▼
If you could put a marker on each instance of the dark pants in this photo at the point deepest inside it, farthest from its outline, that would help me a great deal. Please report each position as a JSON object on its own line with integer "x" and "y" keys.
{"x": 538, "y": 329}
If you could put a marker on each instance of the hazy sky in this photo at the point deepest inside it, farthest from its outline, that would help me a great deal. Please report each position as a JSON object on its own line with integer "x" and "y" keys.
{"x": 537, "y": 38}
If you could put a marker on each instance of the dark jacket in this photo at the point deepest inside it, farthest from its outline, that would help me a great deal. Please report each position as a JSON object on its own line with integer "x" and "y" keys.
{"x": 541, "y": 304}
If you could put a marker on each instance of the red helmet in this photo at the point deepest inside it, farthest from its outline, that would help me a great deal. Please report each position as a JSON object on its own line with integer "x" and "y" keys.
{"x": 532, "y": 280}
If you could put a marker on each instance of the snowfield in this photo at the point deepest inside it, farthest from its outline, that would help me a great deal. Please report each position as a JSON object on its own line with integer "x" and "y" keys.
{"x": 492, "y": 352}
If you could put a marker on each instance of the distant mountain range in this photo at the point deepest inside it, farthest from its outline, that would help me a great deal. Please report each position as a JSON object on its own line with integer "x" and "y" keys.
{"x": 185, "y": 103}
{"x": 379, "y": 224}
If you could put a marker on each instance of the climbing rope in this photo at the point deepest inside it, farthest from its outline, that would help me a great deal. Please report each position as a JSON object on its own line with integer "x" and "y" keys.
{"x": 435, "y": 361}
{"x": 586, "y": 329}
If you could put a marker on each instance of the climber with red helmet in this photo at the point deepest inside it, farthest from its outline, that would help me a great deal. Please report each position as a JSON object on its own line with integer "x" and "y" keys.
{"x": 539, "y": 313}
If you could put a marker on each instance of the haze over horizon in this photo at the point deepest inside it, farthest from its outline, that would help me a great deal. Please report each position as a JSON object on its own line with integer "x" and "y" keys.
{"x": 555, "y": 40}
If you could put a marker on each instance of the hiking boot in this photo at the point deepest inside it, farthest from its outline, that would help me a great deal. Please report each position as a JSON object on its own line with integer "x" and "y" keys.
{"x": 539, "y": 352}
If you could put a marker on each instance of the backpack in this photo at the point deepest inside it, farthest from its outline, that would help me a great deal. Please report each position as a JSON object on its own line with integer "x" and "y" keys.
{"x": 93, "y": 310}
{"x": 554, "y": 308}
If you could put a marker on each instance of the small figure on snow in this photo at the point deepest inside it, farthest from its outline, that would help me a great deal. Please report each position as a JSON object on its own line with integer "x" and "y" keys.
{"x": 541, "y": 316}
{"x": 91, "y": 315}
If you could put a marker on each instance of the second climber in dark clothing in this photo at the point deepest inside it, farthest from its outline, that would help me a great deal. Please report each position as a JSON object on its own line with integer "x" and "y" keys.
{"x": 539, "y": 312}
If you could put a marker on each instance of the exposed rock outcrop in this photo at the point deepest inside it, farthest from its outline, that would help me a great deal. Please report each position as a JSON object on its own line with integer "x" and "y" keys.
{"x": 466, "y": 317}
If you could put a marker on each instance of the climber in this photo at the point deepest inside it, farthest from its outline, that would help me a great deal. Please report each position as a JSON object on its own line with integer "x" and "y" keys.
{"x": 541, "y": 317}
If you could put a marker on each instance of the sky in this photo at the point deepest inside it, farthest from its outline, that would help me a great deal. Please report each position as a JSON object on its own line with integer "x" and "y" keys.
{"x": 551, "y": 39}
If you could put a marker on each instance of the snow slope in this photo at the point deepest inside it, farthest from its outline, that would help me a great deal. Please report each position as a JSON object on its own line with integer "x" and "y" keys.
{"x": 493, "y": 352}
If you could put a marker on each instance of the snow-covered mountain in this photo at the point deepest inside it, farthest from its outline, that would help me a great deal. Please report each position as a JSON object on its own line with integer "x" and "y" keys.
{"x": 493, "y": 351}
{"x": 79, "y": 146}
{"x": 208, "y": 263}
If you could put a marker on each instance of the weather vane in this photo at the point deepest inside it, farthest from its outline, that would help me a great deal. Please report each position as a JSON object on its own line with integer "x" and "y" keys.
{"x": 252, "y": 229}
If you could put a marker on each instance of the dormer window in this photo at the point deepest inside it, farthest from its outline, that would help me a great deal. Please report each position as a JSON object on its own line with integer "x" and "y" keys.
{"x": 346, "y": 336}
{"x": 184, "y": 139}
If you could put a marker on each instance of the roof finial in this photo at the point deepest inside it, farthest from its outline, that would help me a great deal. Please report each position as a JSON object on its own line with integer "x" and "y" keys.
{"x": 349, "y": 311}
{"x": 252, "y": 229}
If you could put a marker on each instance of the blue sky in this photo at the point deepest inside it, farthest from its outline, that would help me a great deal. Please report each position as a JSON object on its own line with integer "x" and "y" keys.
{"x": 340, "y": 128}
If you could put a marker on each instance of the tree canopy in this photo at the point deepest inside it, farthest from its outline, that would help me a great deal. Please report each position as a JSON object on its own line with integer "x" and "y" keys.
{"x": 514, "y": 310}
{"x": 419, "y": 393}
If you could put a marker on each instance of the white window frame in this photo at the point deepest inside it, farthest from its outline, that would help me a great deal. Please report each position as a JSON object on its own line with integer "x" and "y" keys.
▲
* **Directions**: Each line of the material should be returned exactly as it stands.

* **Output of the task**:
If you could put a marker on each instance of the dark pants in this photo at the point deepest inside it, farthest from its outline, that would help me a great deal. Please report each position as a JSON object on its own line with integer "x" and "y" keys.
{"x": 538, "y": 329}
If you could put a marker on each instance of the hazy sky in this photo at the point deepest inside it, farthest from its outline, that would help me a great deal. Please report each position as a JSON object on its own line with integer "x" and "y" keys.
{"x": 537, "y": 38}
If you could put a marker on each instance of the dark jacket in this photo at the point deepest inside it, farthest from its outline, that would help me a great deal. Please report each position as a JSON object on its own line with integer "x" and "y" keys.
{"x": 541, "y": 304}
If you could put a marker on each instance of the red helmet in this photo at the point deepest inside it, farthest from its outline, that would help me a great deal. Please report each position as a JSON object on its own line with integer "x" and "y" keys.
{"x": 532, "y": 280}
If you could put a marker on each instance of the snowfield in this photo at the point deepest inside it, farthest from its outline, that would help me a great deal. Please report each position as a JSON object on its own line with integer "x" and "y" keys.
{"x": 492, "y": 352}
If you could put a marker on each instance of the distant mountain range in this photo at the point deepest inside it, farthest from its outline, that would help me a great deal. Please report each position as a JSON object on its own line with integer "x" and "y" keys.
{"x": 185, "y": 103}
{"x": 379, "y": 224}
If you could put a marker on each instance of the climbing rope in this photo at the point deepest inside it, farthest from its outline, that would help me a great deal. Please report each position as a JSON object on its own line with integer "x" and "y" keys.
{"x": 435, "y": 361}
{"x": 586, "y": 329}
If you could put a marker on each instance of the climber with red helmet in this photo at the point deepest inside it, farthest from its outline, that would help me a great deal. Please report each position as a JSON object on its own line with integer "x" and "y" keys.
{"x": 539, "y": 313}
If you could put a marker on each instance of the haze over horizon in this photo at the point deepest inside it, farthest from its outline, that would help me a great deal. Please report each position as a JSON object on its own line with integer "x" and "y" keys.
{"x": 555, "y": 40}
If you could put a marker on each instance of the hiking boot in this photo at the point deepest inside it, farthest from its outline, that would help me a great deal. Please report each position as a JSON object on its own line with integer "x" and "y" keys.
{"x": 539, "y": 352}
If you could put a marker on each instance of the backpack in this photo at the point deepest inside it, farthest from its outline, that would help me a great deal. Please report each position as a JSON object on its own line with integer "x" and "y" keys.
{"x": 93, "y": 310}
{"x": 554, "y": 308}
If you could put a marker on each instance of the small figure on snow in this photo at the point deepest inside it, farthest from its outline, that would help me a great deal. Please report each position as a JSON object on its own line with integer "x" and "y" keys.
{"x": 541, "y": 316}
{"x": 91, "y": 315}
If you could put a marker on each instance of the second climber in dark clothing in this photo at the point deepest inside it, farthest from its outline, that would help me a great deal. Please report each position as a JSON object on its own line with integer "x" and "y" keys.
{"x": 539, "y": 312}
If you could put a marker on each instance of the exposed rock outcrop in this photo at the point deepest inside it, farthest from its outline, that would help me a great deal. Please report each position as a JSON object on its own line with integer "x" and "y" keys.
{"x": 466, "y": 317}
If you could put a marker on each instance of the climber in this photo at the point deepest inside it, farthest from its outline, that would help me a great deal. Please report each position as a JSON object on its own line with integer "x" and "y" keys.
{"x": 541, "y": 317}
If you could put a marker on each instance of the sky in this photo at the point deepest inside it, farthest from its outline, that would help me a great deal. Please report each position as a JSON object on its own line with integer "x" and "y" keys.
{"x": 551, "y": 39}
If you could put a marker on each instance of the snow slope in this photo at the point deepest inside it, farthest from its outline, that would help me a great deal. Please report each position as a JSON object on its own line with integer "x" and "y" keys.
{"x": 493, "y": 352}
If you could put a marker on each instance of the snow-covered mountain in this photo at the point deepest inside it, farthest from its outline, that would help me a great deal. Please report each position as a JSON object on its own line with integer "x" and "y" keys.
{"x": 493, "y": 351}
{"x": 79, "y": 146}
{"x": 208, "y": 263}
If you could put a marker on each instance of the weather vane in this photo at the point deepest inside it, farthest from its outline, that would help me a great deal. Please report each position as a JSON object on its own line with integer "x" and "y" keys.
{"x": 252, "y": 229}
If you could put a marker on each instance of the dormer window in this photo at the point deepest inside it, farthest from its outline, that would help me a great deal. Please report each position as a JSON object on its own line with integer "x" and "y" keys.
{"x": 346, "y": 336}
{"x": 184, "y": 139}
If you could put a marker on each instance of the roof finial in this photo at the point deepest inside it, farthest from its outline, that would help me a great deal. Please report each position as a JSON object on its own line with integer "x" and "y" keys.
{"x": 349, "y": 311}
{"x": 252, "y": 229}
If you could put a marker on each instance of the blue sky in this photo at the point deepest inside it, farthest from its outline, that would help me a great deal. Please report each position as a JSON object on its own line with integer "x" and "y" keys.
{"x": 340, "y": 128}
If you could put a marker on each instance of the tree canopy in this photo at the point deepest inside it, farthest from its outline, that would help me a great deal. Please report each position as a JSON object on its own line with integer "x" and "y" keys.
{"x": 514, "y": 310}
{"x": 419, "y": 393}
If you could put a marker on each instance of the white window frame in this photo at the point deepest inside it, farthest from its outline, that would help me a great deal. Please report each position as a JSON object on its own line with integer "x" and "y" keys.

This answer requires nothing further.